### Provided passage ###

Although DXA is the gold standard for diagnosis of osteoporosis, quantitative computed tomography (QCT) is also utilized for measuring BMD in some circumstances. In the future, it is of interest to conduct a head-to-head randomized clinical trial to further assess the relative efficacy of QUS and DXA.

There were two main limitations of this study. First, during the annual health examination for elderly patients, we did not collect data on subjects younger than 65 years old. Second, for cases that did not meet the inclusion criteria (age ≥ 65 years old and calcaneal QUS ≤ − 2.0), the DXA scan was performed only for a small portion of patients. Therefore, we lack data on patients with higher QUS values (Supplementary Information).

### Material supplied ###

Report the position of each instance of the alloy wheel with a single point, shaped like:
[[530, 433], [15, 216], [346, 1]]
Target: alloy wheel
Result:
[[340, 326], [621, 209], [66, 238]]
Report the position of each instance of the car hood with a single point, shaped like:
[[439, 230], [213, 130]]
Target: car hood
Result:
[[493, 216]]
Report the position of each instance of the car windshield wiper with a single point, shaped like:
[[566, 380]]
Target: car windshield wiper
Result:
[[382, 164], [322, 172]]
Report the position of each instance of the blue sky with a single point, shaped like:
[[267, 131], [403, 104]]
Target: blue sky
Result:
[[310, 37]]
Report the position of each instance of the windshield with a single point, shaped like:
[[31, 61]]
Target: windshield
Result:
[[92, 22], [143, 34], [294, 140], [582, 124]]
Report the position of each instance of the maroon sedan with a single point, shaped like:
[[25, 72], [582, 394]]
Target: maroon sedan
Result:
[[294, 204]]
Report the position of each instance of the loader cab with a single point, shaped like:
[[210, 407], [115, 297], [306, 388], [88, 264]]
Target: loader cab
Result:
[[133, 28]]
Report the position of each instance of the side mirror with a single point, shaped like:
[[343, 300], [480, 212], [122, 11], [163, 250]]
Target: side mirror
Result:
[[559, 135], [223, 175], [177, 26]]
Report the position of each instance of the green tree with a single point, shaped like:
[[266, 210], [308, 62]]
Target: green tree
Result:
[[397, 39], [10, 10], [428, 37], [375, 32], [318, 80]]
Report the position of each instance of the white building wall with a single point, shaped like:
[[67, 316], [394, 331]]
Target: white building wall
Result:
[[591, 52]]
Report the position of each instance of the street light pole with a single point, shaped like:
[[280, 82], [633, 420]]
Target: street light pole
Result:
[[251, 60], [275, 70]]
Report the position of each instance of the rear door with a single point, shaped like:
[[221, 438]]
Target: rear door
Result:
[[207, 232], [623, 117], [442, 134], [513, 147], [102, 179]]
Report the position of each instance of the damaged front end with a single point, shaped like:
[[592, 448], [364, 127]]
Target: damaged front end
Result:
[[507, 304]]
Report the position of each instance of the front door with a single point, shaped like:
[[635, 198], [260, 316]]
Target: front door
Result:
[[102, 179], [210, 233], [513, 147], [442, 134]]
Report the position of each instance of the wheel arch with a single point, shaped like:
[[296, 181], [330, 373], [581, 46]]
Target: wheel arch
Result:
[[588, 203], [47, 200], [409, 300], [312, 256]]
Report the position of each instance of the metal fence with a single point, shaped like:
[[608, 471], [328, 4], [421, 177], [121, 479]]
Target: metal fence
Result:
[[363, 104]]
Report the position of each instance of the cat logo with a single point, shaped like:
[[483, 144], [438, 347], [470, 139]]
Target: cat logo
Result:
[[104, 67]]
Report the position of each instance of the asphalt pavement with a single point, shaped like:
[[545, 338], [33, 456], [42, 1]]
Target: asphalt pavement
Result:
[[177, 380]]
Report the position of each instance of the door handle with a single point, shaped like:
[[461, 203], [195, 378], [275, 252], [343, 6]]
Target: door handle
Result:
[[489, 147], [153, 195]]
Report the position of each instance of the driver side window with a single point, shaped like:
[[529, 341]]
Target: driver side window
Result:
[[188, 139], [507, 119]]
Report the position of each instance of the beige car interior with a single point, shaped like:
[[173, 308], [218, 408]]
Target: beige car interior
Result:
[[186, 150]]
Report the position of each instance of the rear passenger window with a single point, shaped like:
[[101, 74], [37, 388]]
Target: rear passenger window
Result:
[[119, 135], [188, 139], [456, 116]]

###

- Exercise instructions -
**A.** Decide whether each statement agrees with the bone density passage, answering yes or no and quoting the deciding words: (i) QCT is the gold standard for diagnosing osteoporosis; (ii) data were collected on subjects younger than 65 during the annual health examination; (iii) the study names two main limitations.
**B.** Resume the bone density passage, starting right after its last sentence.
The entries are separate material, unrelated to the bone density passage.

- Task answers -
**A.**
(i) No: "DXA is the gold standard for diagnosis of osteoporosis"
(ii) No: "we did not collect data on subjects younger than 65 years old"
(iii) Yes: "There were two main limitations of this study."

**B.**
Conclusions

In conclusion, QUS is a feasible and noninvasive method for measuring bone status in elderly populations in Taiwan. Due to the significant correlation between QUS and DXA, the potential for QUS as a pre-screening tool has been well explored. Although QUS is not the gold standard for diagnosis of osteoporosis, because of convenience and low cost, it is an attractive alternative to conventional DXA in some situations. Multivariate logistic regression models have more discriminative power than single variable model using the QUS. Furthermore, the optimal Younden’s Index cutoff value for QUS to confirm osteoporosis is − 2.725.